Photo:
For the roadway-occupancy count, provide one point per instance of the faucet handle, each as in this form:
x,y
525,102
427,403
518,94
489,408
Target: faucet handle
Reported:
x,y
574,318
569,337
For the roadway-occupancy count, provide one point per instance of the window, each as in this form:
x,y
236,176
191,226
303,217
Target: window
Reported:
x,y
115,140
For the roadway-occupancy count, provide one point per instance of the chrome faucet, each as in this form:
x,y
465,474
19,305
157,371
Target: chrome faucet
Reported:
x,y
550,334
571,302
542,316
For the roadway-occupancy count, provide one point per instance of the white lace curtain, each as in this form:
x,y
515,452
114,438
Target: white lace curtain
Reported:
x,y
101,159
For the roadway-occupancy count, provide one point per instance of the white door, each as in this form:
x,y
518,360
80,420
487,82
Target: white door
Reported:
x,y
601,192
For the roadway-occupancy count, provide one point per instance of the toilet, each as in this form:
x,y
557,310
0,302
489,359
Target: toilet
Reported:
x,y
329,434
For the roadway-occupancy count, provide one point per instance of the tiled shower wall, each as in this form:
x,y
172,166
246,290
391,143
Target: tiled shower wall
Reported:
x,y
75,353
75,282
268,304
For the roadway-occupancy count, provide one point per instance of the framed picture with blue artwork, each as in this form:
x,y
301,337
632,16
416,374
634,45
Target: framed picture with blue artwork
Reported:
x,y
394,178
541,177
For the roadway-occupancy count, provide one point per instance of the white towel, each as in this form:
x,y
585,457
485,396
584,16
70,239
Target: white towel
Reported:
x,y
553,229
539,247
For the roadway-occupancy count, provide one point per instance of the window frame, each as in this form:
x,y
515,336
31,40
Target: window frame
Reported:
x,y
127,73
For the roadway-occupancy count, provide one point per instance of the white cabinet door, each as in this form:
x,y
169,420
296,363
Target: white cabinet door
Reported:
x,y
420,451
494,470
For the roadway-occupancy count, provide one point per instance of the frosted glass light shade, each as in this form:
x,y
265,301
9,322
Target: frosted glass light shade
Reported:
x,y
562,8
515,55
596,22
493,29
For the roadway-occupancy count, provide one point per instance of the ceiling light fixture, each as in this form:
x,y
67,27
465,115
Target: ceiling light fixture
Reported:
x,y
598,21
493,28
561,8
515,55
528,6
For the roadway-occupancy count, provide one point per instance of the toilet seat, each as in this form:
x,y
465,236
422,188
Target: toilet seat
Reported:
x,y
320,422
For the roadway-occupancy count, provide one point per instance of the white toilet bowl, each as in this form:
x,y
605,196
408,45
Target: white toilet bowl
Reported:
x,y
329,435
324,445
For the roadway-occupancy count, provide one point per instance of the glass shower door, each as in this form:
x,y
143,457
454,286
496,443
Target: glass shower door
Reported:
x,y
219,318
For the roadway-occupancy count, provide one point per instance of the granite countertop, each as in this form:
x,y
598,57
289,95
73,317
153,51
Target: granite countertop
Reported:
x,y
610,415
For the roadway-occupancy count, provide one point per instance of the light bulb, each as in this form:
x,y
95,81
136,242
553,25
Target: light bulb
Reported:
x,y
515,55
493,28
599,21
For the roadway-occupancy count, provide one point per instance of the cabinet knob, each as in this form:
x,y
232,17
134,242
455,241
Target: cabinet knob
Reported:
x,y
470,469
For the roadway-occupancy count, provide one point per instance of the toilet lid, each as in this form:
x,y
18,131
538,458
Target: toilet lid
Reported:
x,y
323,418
══════════
▶ _What needs to be done_
Each line above where the word "artwork" occurs should be returned in full.

▶ _Response to the exercise_
For the roadway-occupancy count, provide one point per instance of the framed picture with blue artwork, each as in this form:
Target: framed picture with blue artwork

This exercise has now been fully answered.